** EXERCISE INPUTS follows **

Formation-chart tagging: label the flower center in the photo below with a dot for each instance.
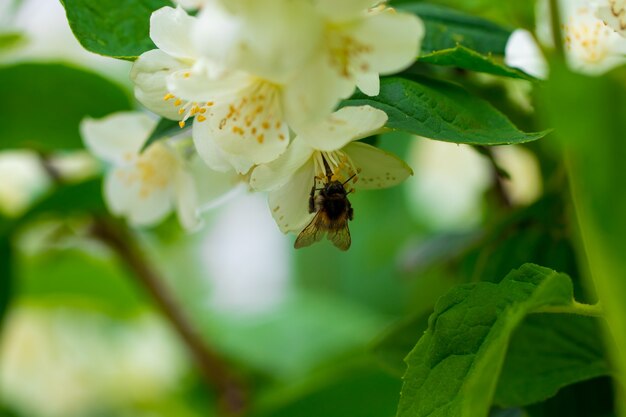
(189, 108)
(618, 9)
(255, 113)
(345, 52)
(589, 39)
(153, 170)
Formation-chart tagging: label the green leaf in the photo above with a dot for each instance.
(593, 398)
(164, 129)
(79, 277)
(70, 199)
(6, 275)
(453, 370)
(11, 40)
(462, 57)
(44, 104)
(588, 116)
(119, 29)
(548, 352)
(442, 111)
(446, 28)
(356, 391)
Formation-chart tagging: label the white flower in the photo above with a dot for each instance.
(238, 117)
(361, 42)
(145, 187)
(591, 46)
(289, 178)
(613, 13)
(522, 52)
(272, 39)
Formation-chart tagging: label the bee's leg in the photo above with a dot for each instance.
(312, 198)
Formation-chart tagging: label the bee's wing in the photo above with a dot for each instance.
(340, 235)
(310, 234)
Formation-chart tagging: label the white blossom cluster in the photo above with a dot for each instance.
(259, 80)
(594, 37)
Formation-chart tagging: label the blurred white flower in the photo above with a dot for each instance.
(330, 145)
(70, 363)
(145, 186)
(362, 41)
(591, 46)
(23, 179)
(450, 180)
(613, 13)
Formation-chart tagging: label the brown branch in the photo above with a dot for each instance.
(231, 393)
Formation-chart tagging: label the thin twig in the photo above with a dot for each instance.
(230, 390)
(499, 175)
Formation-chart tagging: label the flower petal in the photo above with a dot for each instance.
(613, 13)
(200, 86)
(368, 83)
(344, 126)
(393, 40)
(149, 73)
(187, 201)
(379, 169)
(215, 32)
(208, 150)
(277, 38)
(248, 129)
(124, 198)
(522, 52)
(276, 173)
(170, 32)
(118, 137)
(211, 185)
(290, 203)
(340, 11)
(314, 93)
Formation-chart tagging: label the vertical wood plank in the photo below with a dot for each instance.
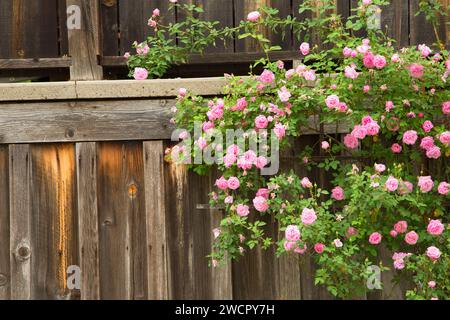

** End of EXERCISE INPUTS **

Each record above, in full: return it exactly, pictures excluded.

## FINAL ANSWER:
Formation-chart tagging: label the flower center in the photo below with a dot for each instance.
(189, 108)
(618, 9)
(255, 113)
(345, 52)
(589, 39)
(153, 170)
Formation-chart tagging: label the green leaf in the photo above with a dot for each instance.
(593, 398)
(164, 129)
(79, 277)
(70, 199)
(6, 275)
(453, 370)
(11, 40)
(462, 57)
(44, 104)
(588, 116)
(119, 29)
(548, 352)
(442, 111)
(446, 28)
(356, 391)
Formation-chart tagging: label the white flower in the photo above with a dot for each instance.
(238, 117)
(361, 42)
(145, 187)
(591, 46)
(289, 178)
(613, 13)
(522, 52)
(272, 39)
Formation-chart tagging: label the bee's leg in the photo above with a dot for each instance.
(312, 198)
Formation-chart tagging: label the bee's wing in the photo above with a dot for each instance.
(340, 235)
(310, 234)
Formation-chart tagging: label the white blossom cluster in the photo above with a dot for each instance.
(259, 80)
(594, 37)
Formation-chart tagging: label the blurred white flower in the photo above with a dot for each instance.
(330, 145)
(70, 363)
(145, 186)
(362, 41)
(591, 46)
(23, 179)
(450, 180)
(613, 13)
Formation-chart tagging: label the brown branch in the photo above with a dot for each instance.
(231, 393)
Formation-chart tagging: label the thin twig in the photo above with a dot for each instance.
(230, 390)
(499, 175)
Formation-chart tagging: label the flower petal in the photo above with a dot for each instance.
(613, 13)
(200, 86)
(368, 83)
(344, 126)
(393, 40)
(149, 73)
(187, 201)
(379, 169)
(215, 32)
(208, 150)
(277, 38)
(248, 129)
(124, 198)
(522, 52)
(276, 173)
(170, 32)
(118, 137)
(211, 185)
(290, 203)
(340, 11)
(314, 93)
Formation-chart tagging: label the vertical wood plank in the photo below with a dot for each instance.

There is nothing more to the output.